Saved entries
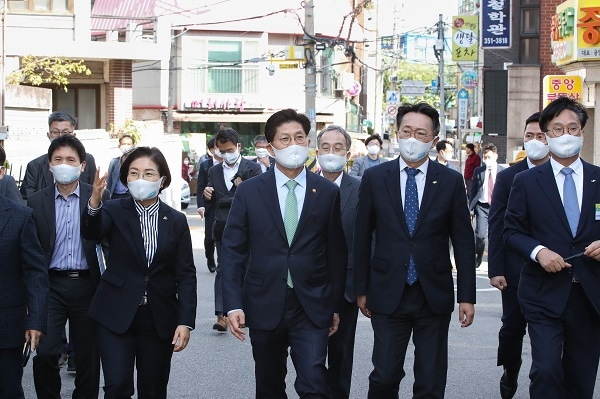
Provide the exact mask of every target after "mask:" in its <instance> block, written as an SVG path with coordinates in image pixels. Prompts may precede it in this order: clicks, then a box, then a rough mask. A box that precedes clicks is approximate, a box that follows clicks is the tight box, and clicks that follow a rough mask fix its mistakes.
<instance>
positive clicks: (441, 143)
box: [435, 140, 450, 152]
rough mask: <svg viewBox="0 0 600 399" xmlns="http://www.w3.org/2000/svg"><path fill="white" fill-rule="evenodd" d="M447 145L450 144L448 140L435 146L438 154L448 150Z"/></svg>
mask: <svg viewBox="0 0 600 399" xmlns="http://www.w3.org/2000/svg"><path fill="white" fill-rule="evenodd" d="M446 144H450V142H449V141H447V140H440V141H438V143H437V144H436V145H435V150H436V151H437V152H440V151H444V150H445V149H446Z"/></svg>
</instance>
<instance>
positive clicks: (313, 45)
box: [304, 0, 317, 147]
mask: <svg viewBox="0 0 600 399" xmlns="http://www.w3.org/2000/svg"><path fill="white" fill-rule="evenodd" d="M314 10H315V6H314V4H313V0H305V1H304V25H305V28H304V43H307V44H306V45H305V46H304V56H305V58H306V64H305V67H304V95H305V97H304V107H305V110H306V111H305V112H306V116H308V119H310V133H309V135H308V138H309V139H310V143H311V147H315V146H316V145H317V115H316V111H315V107H316V105H315V96H316V94H317V70H316V65H315V57H314V54H315V41H314V39H313V37H315V13H314Z"/></svg>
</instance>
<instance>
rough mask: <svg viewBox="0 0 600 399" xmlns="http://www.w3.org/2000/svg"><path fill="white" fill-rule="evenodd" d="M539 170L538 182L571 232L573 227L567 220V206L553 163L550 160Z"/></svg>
mask: <svg viewBox="0 0 600 399" xmlns="http://www.w3.org/2000/svg"><path fill="white" fill-rule="evenodd" d="M537 171H538V177H537V179H538V182H539V184H540V187H541V189H542V191H543V192H544V194H545V195H546V197H547V198H548V200H549V202H550V204H549V205H550V207H551V208H552V209H554V210H556V213H557V214H558V218H559V219H560V221H561V222H562V224H563V225H564V227H565V228H566V229H567V230H568V231H569V232H570V231H571V227H569V221H568V220H567V214H566V213H565V207H564V205H563V203H562V201H561V200H560V193H559V192H558V187H557V186H556V178H555V177H554V171H553V170H552V165H551V164H550V161H548V162H546V163H545V164H543V165H540V166H538V167H537Z"/></svg>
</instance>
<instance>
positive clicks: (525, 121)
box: [524, 111, 541, 129]
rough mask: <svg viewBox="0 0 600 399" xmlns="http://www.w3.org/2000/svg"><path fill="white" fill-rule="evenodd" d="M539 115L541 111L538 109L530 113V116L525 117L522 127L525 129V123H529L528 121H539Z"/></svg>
mask: <svg viewBox="0 0 600 399" xmlns="http://www.w3.org/2000/svg"><path fill="white" fill-rule="evenodd" d="M540 115H541V112H539V111H538V112H535V113H533V114H531V116H530V117H529V118H527V120H526V121H525V127H524V129H526V128H527V125H529V124H530V123H534V122H538V123H539V121H540Z"/></svg>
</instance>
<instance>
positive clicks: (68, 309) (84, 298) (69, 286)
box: [27, 134, 109, 398]
mask: <svg viewBox="0 0 600 399" xmlns="http://www.w3.org/2000/svg"><path fill="white" fill-rule="evenodd" d="M47 158H48V161H49V164H50V170H51V173H52V175H53V176H54V180H56V184H55V185H52V186H50V187H47V188H45V189H43V190H41V191H38V192H36V193H33V194H32V195H31V196H29V197H28V199H27V205H28V206H29V207H30V208H32V209H33V214H34V219H35V222H36V226H37V235H38V238H39V240H40V243H41V244H42V248H43V250H44V255H45V261H46V262H45V264H46V266H47V268H48V274H49V280H50V298H49V302H48V331H47V334H46V335H45V336H43V337H42V339H41V340H40V345H39V347H38V350H37V355H36V356H35V357H34V358H33V377H34V383H35V389H36V393H37V396H38V397H39V398H59V397H60V387H61V379H60V374H59V371H60V369H59V368H58V367H57V364H58V359H59V357H60V355H61V353H62V349H63V348H62V343H61V341H62V334H63V331H64V328H65V323H66V321H67V319H68V320H69V331H70V336H71V339H72V343H73V349H74V351H75V356H76V362H75V363H76V364H75V369H76V371H77V376H76V377H75V391H74V392H73V396H74V397H85V398H91V397H94V398H95V397H98V387H99V380H100V360H99V356H98V348H97V346H96V339H95V333H94V324H93V322H92V320H91V319H90V318H89V317H88V315H87V313H88V308H89V305H90V301H91V300H92V297H93V295H94V292H95V290H96V287H97V286H98V283H99V281H100V267H99V264H98V257H97V253H96V242H93V241H88V240H84V239H83V238H82V237H81V233H80V228H79V220H80V216H81V210H83V209H85V207H86V206H87V202H88V200H89V198H90V196H91V194H92V186H90V185H89V184H86V183H83V182H80V181H79V177H80V174H81V173H82V171H83V170H84V169H85V168H86V167H87V166H86V164H85V161H83V160H84V159H85V148H84V147H83V144H81V142H80V141H79V140H78V139H77V138H76V137H75V136H73V135H69V134H67V135H62V136H60V137H58V138H56V139H55V140H53V141H52V142H51V143H50V147H49V148H48V155H47ZM104 194H105V196H104V197H105V198H104V199H105V200H108V199H109V195H108V191H105V192H104Z"/></svg>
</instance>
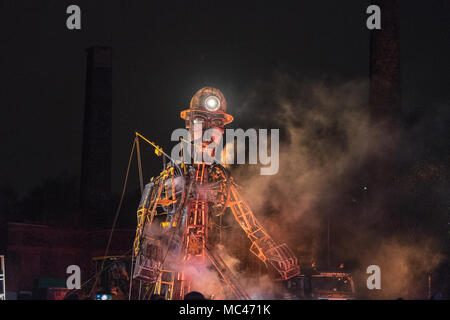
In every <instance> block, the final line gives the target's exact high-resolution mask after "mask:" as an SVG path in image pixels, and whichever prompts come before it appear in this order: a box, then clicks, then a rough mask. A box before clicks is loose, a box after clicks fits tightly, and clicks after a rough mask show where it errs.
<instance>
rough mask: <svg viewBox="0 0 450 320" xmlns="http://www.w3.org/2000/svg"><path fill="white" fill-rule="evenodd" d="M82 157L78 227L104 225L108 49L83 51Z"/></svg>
mask: <svg viewBox="0 0 450 320" xmlns="http://www.w3.org/2000/svg"><path fill="white" fill-rule="evenodd" d="M85 96H86V97H85V98H86V102H85V109H84V130H83V151H82V152H83V154H82V165H81V187H80V207H81V221H80V223H81V226H83V227H87V228H96V227H102V226H105V225H106V224H107V223H108V222H109V221H108V218H107V217H108V216H109V214H110V212H109V208H110V200H111V152H112V150H111V149H112V147H111V127H112V50H111V48H110V47H91V48H89V49H88V50H87V74H86V92H85Z"/></svg>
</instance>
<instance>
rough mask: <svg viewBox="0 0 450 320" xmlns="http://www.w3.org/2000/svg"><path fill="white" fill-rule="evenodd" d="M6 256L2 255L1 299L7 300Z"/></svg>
mask: <svg viewBox="0 0 450 320" xmlns="http://www.w3.org/2000/svg"><path fill="white" fill-rule="evenodd" d="M5 281H6V276H5V256H0V290H1V291H0V300H6V285H5Z"/></svg>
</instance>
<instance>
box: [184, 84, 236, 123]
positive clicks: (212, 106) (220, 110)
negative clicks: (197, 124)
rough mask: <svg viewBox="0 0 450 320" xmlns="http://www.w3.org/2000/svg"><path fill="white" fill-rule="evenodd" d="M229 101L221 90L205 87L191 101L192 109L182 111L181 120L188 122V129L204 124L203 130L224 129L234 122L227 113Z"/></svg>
mask: <svg viewBox="0 0 450 320" xmlns="http://www.w3.org/2000/svg"><path fill="white" fill-rule="evenodd" d="M226 111H227V101H226V100H225V97H224V96H223V94H222V92H221V91H220V90H219V89H216V88H212V87H204V88H202V89H200V90H198V91H197V93H196V94H194V96H193V97H192V99H191V105H190V108H189V109H187V110H183V111H181V118H182V119H184V120H186V129H191V128H193V126H194V124H200V123H201V124H202V128H203V130H206V129H210V128H219V129H222V130H223V127H224V126H225V125H226V124H228V123H230V122H231V121H233V116H231V115H229V114H227V113H226Z"/></svg>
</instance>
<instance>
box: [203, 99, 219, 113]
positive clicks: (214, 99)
mask: <svg viewBox="0 0 450 320" xmlns="http://www.w3.org/2000/svg"><path fill="white" fill-rule="evenodd" d="M205 107H206V109H208V110H209V111H217V109H219V108H220V100H219V98H217V97H216V96H209V97H208V98H206V99H205Z"/></svg>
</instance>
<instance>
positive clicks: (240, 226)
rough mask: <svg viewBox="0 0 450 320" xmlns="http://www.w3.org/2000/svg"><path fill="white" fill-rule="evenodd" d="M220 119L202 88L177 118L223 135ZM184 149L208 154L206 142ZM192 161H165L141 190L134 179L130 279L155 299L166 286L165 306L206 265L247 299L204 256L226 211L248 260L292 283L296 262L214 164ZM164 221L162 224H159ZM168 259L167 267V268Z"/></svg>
mask: <svg viewBox="0 0 450 320" xmlns="http://www.w3.org/2000/svg"><path fill="white" fill-rule="evenodd" d="M211 96H214V97H215V98H216V100H217V101H218V105H217V106H216V107H217V108H216V109H215V110H210V109H209V108H207V106H206V105H205V101H207V99H208V98H210V97H211ZM225 112H226V101H225V98H224V97H223V95H222V93H221V92H220V90H218V89H215V88H209V87H207V88H203V89H201V90H199V91H198V92H197V93H196V94H195V95H194V97H193V98H192V100H191V106H190V109H189V110H185V111H183V112H182V113H181V117H182V118H183V119H185V120H186V128H187V129H189V130H191V129H192V128H193V127H195V124H196V123H198V122H199V121H200V122H202V123H205V124H207V127H205V128H203V129H208V128H210V127H215V128H219V129H221V130H222V132H223V126H224V125H225V124H227V123H229V122H231V121H232V120H233V117H232V116H231V115H228V114H226V113H225ZM194 130H195V129H194ZM138 137H139V138H142V139H143V140H144V141H146V142H147V143H149V144H151V145H152V146H153V147H154V148H155V153H156V154H157V155H162V154H163V155H164V157H168V156H167V155H166V154H165V153H164V152H163V151H162V149H161V148H160V147H159V146H157V145H155V144H154V143H153V142H151V141H149V140H147V139H146V138H145V137H143V136H142V135H140V134H138V133H136V139H137V138H138ZM184 142H185V143H186V144H185V147H186V148H193V149H195V150H196V151H198V150H200V152H204V151H205V150H206V148H207V146H206V145H205V143H204V142H202V144H201V145H199V144H198V143H195V142H189V141H184ZM138 150H139V147H138ZM183 151H187V150H185V149H182V151H181V152H183ZM194 153H195V152H194ZM189 154H191V155H192V153H189ZM168 158H169V159H170V157H168ZM183 159H184V157H183ZM193 159H194V164H190V163H183V162H181V163H180V166H179V165H178V164H176V162H174V161H173V159H170V160H171V162H170V163H169V164H168V165H167V166H166V162H165V158H164V166H165V167H164V170H163V171H162V172H161V173H160V175H159V176H158V177H156V178H152V179H151V180H150V182H149V183H148V184H147V185H146V186H145V188H143V186H142V177H141V176H140V179H141V189H143V192H142V198H141V201H140V204H139V207H138V211H137V228H136V236H135V241H134V245H133V254H134V256H133V257H134V258H135V262H136V263H135V268H134V271H133V279H135V280H140V281H144V282H146V283H147V284H150V286H148V287H149V288H150V289H149V290H150V291H149V293H150V294H151V293H157V294H161V293H162V290H161V289H162V287H163V286H165V288H166V290H165V291H164V292H165V296H166V298H170V299H183V297H184V295H185V294H186V293H187V292H189V291H190V282H191V280H190V279H189V278H188V277H187V276H186V275H185V274H184V270H185V267H186V266H187V265H194V266H195V265H196V264H203V265H204V264H205V262H209V263H210V265H212V266H213V267H214V268H215V269H216V271H217V273H218V274H219V279H220V280H221V282H222V284H223V286H224V288H226V289H228V292H229V293H231V296H232V297H234V298H235V299H250V297H249V295H248V294H247V293H246V292H245V290H244V289H243V288H242V287H241V286H240V285H239V282H238V279H237V278H236V277H235V276H234V275H233V273H232V272H231V270H230V269H229V268H228V267H227V265H226V264H225V262H224V261H223V260H222V259H221V258H220V255H219V254H218V253H217V252H214V250H210V248H209V247H210V241H211V240H210V238H211V237H210V235H209V233H210V230H212V229H213V228H212V226H213V224H214V220H215V219H219V220H220V221H222V218H223V215H224V214H226V209H229V211H231V212H232V214H233V216H234V219H235V221H236V222H237V223H238V224H239V226H240V227H241V228H242V229H243V231H244V232H245V233H246V235H247V237H248V239H249V240H250V242H251V244H250V252H251V253H253V254H254V255H255V256H257V257H258V258H259V259H260V260H261V261H262V262H263V263H264V264H265V265H266V266H268V265H271V266H272V267H273V268H274V269H275V270H276V271H277V272H278V273H279V274H280V276H281V279H283V280H286V279H289V278H292V277H294V276H296V275H298V274H299V273H300V267H299V264H298V261H297V258H296V257H295V255H294V254H293V253H292V251H291V250H290V249H289V248H288V246H287V245H286V244H284V243H282V244H278V243H277V242H275V241H274V240H273V239H272V237H271V236H270V235H269V234H268V233H267V232H266V231H265V229H264V228H263V226H262V225H261V224H260V223H259V221H258V220H257V219H256V217H255V216H254V214H253V212H252V210H251V209H250V207H249V206H248V205H247V203H246V202H245V201H244V199H243V198H242V197H241V195H240V194H239V192H238V189H237V185H236V184H235V183H234V181H233V180H232V178H230V177H229V176H230V175H229V173H228V171H227V169H225V168H224V167H223V166H222V165H219V164H213V163H208V162H205V161H203V160H201V161H196V159H195V156H194V157H193ZM138 163H139V164H140V159H138ZM164 216H165V220H164V221H161V218H164ZM158 220H159V221H158ZM220 230H221V228H219V239H220V238H221V235H220V233H221V231H220ZM163 248H164V249H163ZM168 255H170V257H171V258H170V259H169V260H170V262H167V261H166V258H167V256H168ZM174 261H177V262H174ZM170 270H172V271H170ZM144 296H145V295H144Z"/></svg>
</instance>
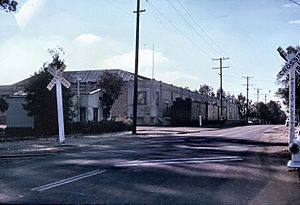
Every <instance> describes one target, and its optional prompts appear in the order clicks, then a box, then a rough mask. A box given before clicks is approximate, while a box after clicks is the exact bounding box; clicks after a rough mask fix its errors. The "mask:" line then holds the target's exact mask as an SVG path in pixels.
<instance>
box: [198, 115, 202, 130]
mask: <svg viewBox="0 0 300 205" xmlns="http://www.w3.org/2000/svg"><path fill="white" fill-rule="evenodd" d="M199 126H200V127H202V115H199Z"/></svg>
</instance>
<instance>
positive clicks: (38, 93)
mask: <svg viewBox="0 0 300 205" xmlns="http://www.w3.org/2000/svg"><path fill="white" fill-rule="evenodd" d="M51 55H52V54H51ZM52 57H57V55H52ZM57 60H58V63H60V62H61V60H60V59H59V58H57ZM46 69H47V66H44V67H43V68H42V69H41V70H40V71H39V72H38V73H35V74H34V75H33V76H32V77H31V79H30V81H29V83H28V84H27V85H26V86H25V92H26V93H27V96H26V99H25V100H26V104H24V105H23V107H24V109H25V110H26V111H28V113H27V114H28V116H32V117H34V130H35V133H36V134H42V135H47V134H56V133H57V128H58V122H57V111H56V110H57V105H56V90H55V89H56V88H55V87H54V88H53V89H52V90H51V91H49V90H48V89H47V85H48V84H49V82H50V81H51V80H52V78H53V76H52V75H50V74H49V73H48V72H47V71H46ZM62 88H63V90H62V93H63V108H64V110H63V111H64V121H65V124H66V125H68V124H69V123H70V122H71V120H72V115H71V113H72V112H71V107H72V104H71V97H72V96H71V93H70V90H69V89H66V88H65V87H62Z"/></svg>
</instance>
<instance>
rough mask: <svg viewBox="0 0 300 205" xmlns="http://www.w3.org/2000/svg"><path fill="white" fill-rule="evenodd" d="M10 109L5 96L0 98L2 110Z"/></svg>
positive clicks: (6, 109)
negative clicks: (8, 107)
mask: <svg viewBox="0 0 300 205" xmlns="http://www.w3.org/2000/svg"><path fill="white" fill-rule="evenodd" d="M7 109H8V103H7V102H6V101H5V100H4V98H0V112H2V113H3V112H5V111H6V110H7Z"/></svg>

PROBLEM TO SOLVE: The word "then" appears in some lines of the data. Copy every one of those lines.

RESULT BELOW:
Provide the exact mask of every target after "mask:" in its <instance> block, written as an SVG path with coordinates in image pixels. Prompts may precede it in this order: clicks, then a box, then a rough mask. A box that precedes clicks is approximate, a box that follows clicks is the tight box, and clicks that follow a rough mask fix its mistakes.
In every <instance> block, the final line gives the target's exact high-resolution mask after "mask:" as an SVG path in image pixels, and whichever prompts come before it appear in this order: a box, then clicks, then a rough mask. A box before clicks is loose, a box after clicks fits tightly, and clicks after a rough mask show where it errs.
Every <instance> describes one target, and its optional prompts appear in the order clicks, then a box, then a rough mask. A box given before clicks is approximate, while a box after clicks is the exact bounding box; clicks after a rough mask fix its errors. The "mask:" line then holds the target's exact mask as an SVG path in pixels.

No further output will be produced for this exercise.